“In God we trust, all others must bring data”
This quote attributed to William Edwards Deming sets the tone for businesses around the world today. What is data and why is it so important? What is the buzz around data all about? These are not just questions from a novice outsider, but from established enterprises as well. Before we get to the buzz, a couple of questions that precede, are what it is and why it is important. A data strategy is in short, the 5Ws and H of enterprise data.
The importance of a data strategy is underscored by Keith B Carter, in his book, Actionable Intelligence: A Guide to Delivering Business Results with Big Data Fast!, where he states that the biggest mistakes made by enterprises are indiscriminate data acquisition and indiscriminate data categorization[1]. And both the above mistakes indicate the lack of an effective data strategy. An alternate viewpoint on Tech Republic[2] emphasizes that the biggest challenges for data librarians of today is that they can’t keep every byte that comes in, and that they need a business continuity plan for data. This also highlights why enterprises must invest in understanding what their data requirements are, and taking a strategic approach to aggregating, managing and utilizing this data.
Data Strategy
What is Data Strategy? Why does it comprise of? In broad terms, data strategy can be defined as
The approach that businesses take in order to gain insights into how past failures can be avoided, successes repeated and most importantly, how lessons from history can be utilized to shape a better future.
It is the comprehensive methodology for data collection, management of the data created, storage, security, data governance and retention among other things. A good data strategy is flexible to changing business objectives, seeks the most optimum technologies, considers the requirements of all the departments and links with the corporate strategy of the organization.
What goes into a Data Strategy?
First, we ought to ask why data, and why the data strategy – this forms the basis of the strategy itself.
If you don’t know how to ask the right questions, you discover nothing – William Edward Deming again, as he seems to put things into perspective quite nicely. Perspective – it’s what drives the data strategy. If you’re collecting data, you first need to ask why you are doing so.
Why: The answer to this question when analysed logically will give you the business case for acquiring data and when crystallized, the scope of data acquisition, and the data management strategies and processes. It is the first and most critical question. A data strategy should clearly show the tangible business benefits of investing in data technologies.
What: This can be what data you want to acquire and for what purpose. The answer to these questions allow you to define whether your internal data sources are sufficient, and if you have multiple internal sources, what to start with, how to scale up, and how to choose data sources. It also allows you to define external data that you would use and define how to limit the indiscriminate aggregation of data – something that has caused many a data strategy to fail. This is where the existing data sources, technologies, procedures and type of data are analysed and new data architecture and systems set-up after due diligence.
Where: Asking where your data is coming from and where it exists gives you the all-important perspective of visualizing your data distribution, which in turn will give you the strategy to integrate this data as Enterprise Data, which improves the ability of data to answer questions with consistency.
When: There are two perspectives to ‘when’, when it comes to data
You get a picture of both the size of your data which defines your storage and retrieval systems, and the approach to data acquisition by identifying the spectrum of historical data you would like to aggregate. Identifying when your data becomes obsolete, gives you the power to control the inherent quality of data to confuse and confound the users. It also improves the timeliness and reliability of lessons data can teach you, as well as the cost of arriving at these lessons. This is because the size of data is directly proportional to the cost of managing it and the cost of using it.

============

GIVEN REQUEST: In the piece on data strategy, rewrite the passage from "First, we ought" to "are doing so.", substituting "information strategy" for each occurrence of "data strategy".

EXTRACTED MATERIAL:

============

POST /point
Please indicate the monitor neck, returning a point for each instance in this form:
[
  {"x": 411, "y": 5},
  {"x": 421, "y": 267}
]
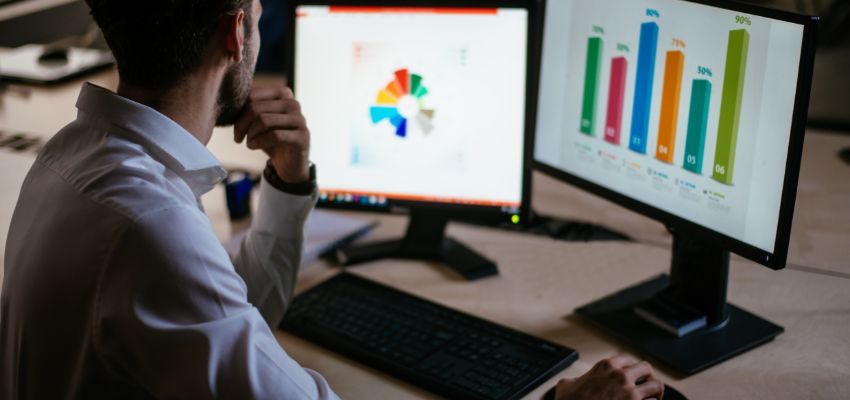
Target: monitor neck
[
  {"x": 698, "y": 277},
  {"x": 425, "y": 233}
]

============

RESULT FOR THIS EXERCISE:
First, we ought to ask why data, and why the information strategy – this forms the basis of the strategy itself.
If you don’t know how to ask the right questions, you discover nothing – William Edward Deming again, as he seems to put things into perspective quite nicely. Perspective – it’s what drives the information strategy. If you’re collecting data, you first need to ask why you are doing so.